━━ ENTRIES PROVIDED ━━

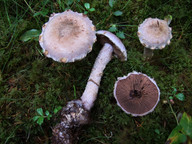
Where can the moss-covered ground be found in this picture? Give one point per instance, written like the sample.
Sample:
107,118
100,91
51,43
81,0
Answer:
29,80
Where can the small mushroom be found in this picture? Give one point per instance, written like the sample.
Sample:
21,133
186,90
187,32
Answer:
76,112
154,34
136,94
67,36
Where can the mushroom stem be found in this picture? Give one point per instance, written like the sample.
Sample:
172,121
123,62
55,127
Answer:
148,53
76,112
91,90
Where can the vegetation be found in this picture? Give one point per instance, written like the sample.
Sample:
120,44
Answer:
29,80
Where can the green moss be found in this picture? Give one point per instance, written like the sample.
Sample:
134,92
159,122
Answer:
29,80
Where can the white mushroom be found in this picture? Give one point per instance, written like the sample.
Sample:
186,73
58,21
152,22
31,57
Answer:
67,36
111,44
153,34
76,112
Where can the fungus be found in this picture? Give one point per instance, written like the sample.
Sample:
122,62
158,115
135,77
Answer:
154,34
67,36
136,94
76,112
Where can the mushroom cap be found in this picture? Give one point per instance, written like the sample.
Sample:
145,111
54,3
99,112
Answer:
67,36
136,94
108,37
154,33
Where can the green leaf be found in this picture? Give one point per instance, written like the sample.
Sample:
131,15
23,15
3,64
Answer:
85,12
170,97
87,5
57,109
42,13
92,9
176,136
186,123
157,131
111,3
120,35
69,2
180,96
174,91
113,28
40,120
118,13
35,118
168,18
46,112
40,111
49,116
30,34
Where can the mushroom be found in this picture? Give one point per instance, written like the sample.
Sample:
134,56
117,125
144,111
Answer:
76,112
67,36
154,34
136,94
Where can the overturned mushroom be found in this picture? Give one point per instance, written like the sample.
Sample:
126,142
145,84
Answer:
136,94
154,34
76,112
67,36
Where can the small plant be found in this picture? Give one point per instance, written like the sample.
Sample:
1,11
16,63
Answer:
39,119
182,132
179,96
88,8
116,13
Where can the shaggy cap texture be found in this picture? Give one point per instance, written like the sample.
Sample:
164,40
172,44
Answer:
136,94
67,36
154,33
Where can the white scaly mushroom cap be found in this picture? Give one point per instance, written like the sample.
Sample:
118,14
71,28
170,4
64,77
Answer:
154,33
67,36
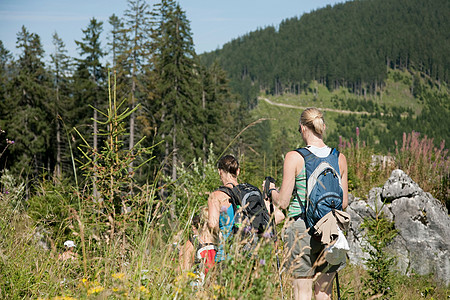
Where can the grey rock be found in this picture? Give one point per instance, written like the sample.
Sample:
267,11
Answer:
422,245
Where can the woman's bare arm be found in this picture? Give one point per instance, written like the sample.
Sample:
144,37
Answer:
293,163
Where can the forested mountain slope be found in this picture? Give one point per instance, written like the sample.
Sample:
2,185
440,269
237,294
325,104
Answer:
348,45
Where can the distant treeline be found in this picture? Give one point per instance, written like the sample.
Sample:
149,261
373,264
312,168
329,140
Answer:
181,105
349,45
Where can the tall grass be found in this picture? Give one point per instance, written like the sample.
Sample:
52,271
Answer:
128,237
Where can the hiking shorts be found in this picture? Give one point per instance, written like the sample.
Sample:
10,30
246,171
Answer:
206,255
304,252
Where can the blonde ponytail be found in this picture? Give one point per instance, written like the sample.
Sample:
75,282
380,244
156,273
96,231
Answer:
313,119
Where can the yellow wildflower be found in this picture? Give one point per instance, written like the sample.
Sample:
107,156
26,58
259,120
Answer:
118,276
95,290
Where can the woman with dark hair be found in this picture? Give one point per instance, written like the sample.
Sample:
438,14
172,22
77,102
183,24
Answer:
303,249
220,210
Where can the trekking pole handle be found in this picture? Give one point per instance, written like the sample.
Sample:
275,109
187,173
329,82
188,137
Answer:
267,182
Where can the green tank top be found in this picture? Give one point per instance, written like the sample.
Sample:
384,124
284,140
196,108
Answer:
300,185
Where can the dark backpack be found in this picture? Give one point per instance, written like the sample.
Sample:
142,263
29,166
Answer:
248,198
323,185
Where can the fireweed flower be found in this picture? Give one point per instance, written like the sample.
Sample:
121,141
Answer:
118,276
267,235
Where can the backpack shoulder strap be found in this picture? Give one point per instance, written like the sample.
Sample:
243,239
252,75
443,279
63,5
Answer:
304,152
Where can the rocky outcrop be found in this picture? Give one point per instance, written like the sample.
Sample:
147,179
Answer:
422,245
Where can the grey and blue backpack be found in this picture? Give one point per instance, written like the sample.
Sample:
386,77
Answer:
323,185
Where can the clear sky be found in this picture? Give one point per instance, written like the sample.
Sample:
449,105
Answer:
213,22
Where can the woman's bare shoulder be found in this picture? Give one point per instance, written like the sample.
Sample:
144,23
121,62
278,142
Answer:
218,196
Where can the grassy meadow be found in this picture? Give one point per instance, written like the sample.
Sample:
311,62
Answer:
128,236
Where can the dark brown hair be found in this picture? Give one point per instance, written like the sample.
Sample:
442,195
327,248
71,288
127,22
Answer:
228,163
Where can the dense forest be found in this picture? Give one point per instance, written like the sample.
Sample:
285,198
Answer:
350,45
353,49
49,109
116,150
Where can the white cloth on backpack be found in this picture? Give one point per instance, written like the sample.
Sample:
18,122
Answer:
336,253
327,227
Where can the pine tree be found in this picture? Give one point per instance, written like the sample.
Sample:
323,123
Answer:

━━━

■ PROBLEM STATEMENT ■
Rewrite all the records above, replacing "written like the sample" with "in the same format as the sample" wherever it appears and keeping everything else the same. Omit the pictures.

■ WRITTEN SOLUTION ■
Where can the moss-covered ground be found in this picture? Give one point per instance, in the same format as the sample.
Sample:
107,118
100,91
51,43
81,0
Answer:
29,80
Where can the small mushroom be found in this picture? Give one point per instance, in the same format as the sample.
Sample:
21,133
186,90
187,32
Answer:
76,112
154,34
136,94
67,36
Where can the mushroom stem be found in this picture? Give one point per instance, in the same format as the sample.
Sample:
172,121
123,62
55,127
Answer:
148,53
76,112
91,90
Where can the vegetation be found in this picture? Give one point per instance, in the same format as the sample.
Sample:
120,44
Answer:
29,80
Where can the green moss be found in this picture? Give one point per instance, in the same format as the sample.
Sample:
134,92
159,122
Answer:
29,80
Where can the white mushroom be found in this picture? Give one point per instance, in the same format as the sample.
Sample:
186,73
58,21
152,22
31,57
Answer:
67,36
111,44
153,34
76,112
Where can the fungus be found in this picture? Give one point per instance, in the same format as the sample.
Sample:
122,62
158,115
135,77
Answer:
154,34
67,36
136,94
76,112
Where can the mushroom cap be found in this picture? Give one point per instance, in the same format as the sample.
Sample:
145,111
54,3
99,112
Answer:
67,36
136,94
108,37
154,33
Where can the green leaf be found in this picture? Give one point per instance, in the same format as the sample.
Sample:
131,15
23,15
3,64
Answer:
85,12
170,97
87,5
57,109
42,13
92,9
176,136
186,123
157,131
111,3
120,35
69,2
180,96
174,91
113,28
40,120
118,13
35,118
168,18
46,112
40,111
49,116
30,34
Where can the mushroom be found in this picture? Give one point per instance, in the same format as the sample.
Sample:
134,56
117,125
144,111
Answer:
76,112
67,36
154,34
136,94
Where can the overturned mushroom be found in this picture? Give one point per instance, in the same format as the sample.
Sample:
126,142
145,84
Answer:
136,94
154,34
76,112
67,36
Where can the small plant be found in this picture? Give one point per instance, in the same format as the sample.
Sample:
1,11
16,63
Answer:
39,119
182,132
179,96
88,8
116,13
Where can the shaggy cap texture be found in this picture? Give one point per instance, in the same format as the sample.
Sample:
164,40
172,44
Answer:
136,94
67,36
154,33
Where can the white scaly mushroom cap be found in this picture? Give one point per instance, in the same format as the sample.
Sample:
118,14
71,28
170,4
64,77
Answer:
154,33
67,36
Where can the grey rock be found in this picture? Give one point per instance, in the same format as the sample.
Sample:
267,11
Answer:
422,245
Where can the woman's bare arm be found in this picture? Give one point per instance, in the same format as the sample.
Sample:
144,37
Answer:
293,163
Where can the forested mountain slope be found in this picture? Give one point per instance, in the same format as the sample.
Sample:
2,185
440,269
237,294
325,104
Answer:
348,45
Where can the distant treeline be found in this picture? Give one point per instance, in the same format as the sample.
Sample:
149,261
373,264
312,168
329,140
Answer:
181,105
349,45
Where can the tall grass be found in this picture? Give one point per instance, in the same format as the sample.
Sample:
52,271
Answer:
128,237
Where can the hiking shorts be found in this picture? Give one point per instance, in the same format as the sample.
Sample:
10,30
246,171
Answer:
206,255
304,252
Where can the blonde ponytail be found in this picture? Give one point per instance, in the same format as the sample.
Sample:
75,282
380,244
156,273
96,231
Answer:
313,119
Where can the yellow wildflower be found in this picture? Give one point per instance, in the same format as the sample.
Sample:
107,156
26,58
259,120
Answer:
118,276
95,290
Where can the woman with dark hair be found in this picture? Give one point per instance, in the same format as the sample.
Sample:
438,14
172,22
77,102
183,24
Answer:
303,249
220,210
Where can the trekking pole handle be found in this picture? Give one point per instance, in the same format as the sample.
Sample:
275,109
187,173
329,82
188,137
Answer:
267,182
Where can the green tank top be found in this picture? Give one point per instance, in the same format as the sample.
Sample:
384,124
284,140
196,108
Answer:
300,185
Where can the dark backpack be found in this picture? Give one point per instance, in the same format as the sample.
Sample:
142,263
29,166
Answer:
248,198
323,185
Where can the fireweed flower be found in this picture? Give one point per instance, in the same format as the sample.
Sample:
121,141
Answer:
118,276
267,235
Where can the backpack shoulder strap be found in this picture? Give one point per instance, in the same format as the sample.
Sample:
243,239
252,75
443,279
63,5
Answer:
304,152
Where can the rocky outcrop be found in this picture? Give one point per instance, in the same format as the sample.
Sample:
147,179
Answer:
422,245
Where can the grey and blue backpack be found in this picture? Give one point per instance, in the same format as the sample.
Sample:
386,77
Answer:
323,185
Where can the clear sky be found in this picture? Give one point per instance, in the same format as the sample.
Sample:
449,105
Answer:
213,22
Where can the woman's bare shoulder be found in this picture? Give one point per instance, in the same format as the sample.
Sample:
144,23
121,62
278,142
Answer:
218,196
Where can the grassy meadow be found in this picture? Give one point per instance, in the same format as the sample.
Sample:
311,62
Answer:
128,236
Where can the dark brown hair be found in this picture? Give one point per instance, in the same format as the sample.
Sample:
442,195
327,248
71,288
127,22
Answer:
228,163
Where can the dense forest be found in this picture? Give one point per instance, in the same format as the sample.
Sample:
285,198
Answer:
350,45
353,49
49,109
116,150
Where can the white cloth on backpack be found in this picture? Give one point per instance, in the same format as the sample.
Sample:
18,122
Answer:
336,253
327,227
Where can the pine tree be found in this picture? Give one point per instance, in the same format as the sample.
Sample:
323,123
Answer:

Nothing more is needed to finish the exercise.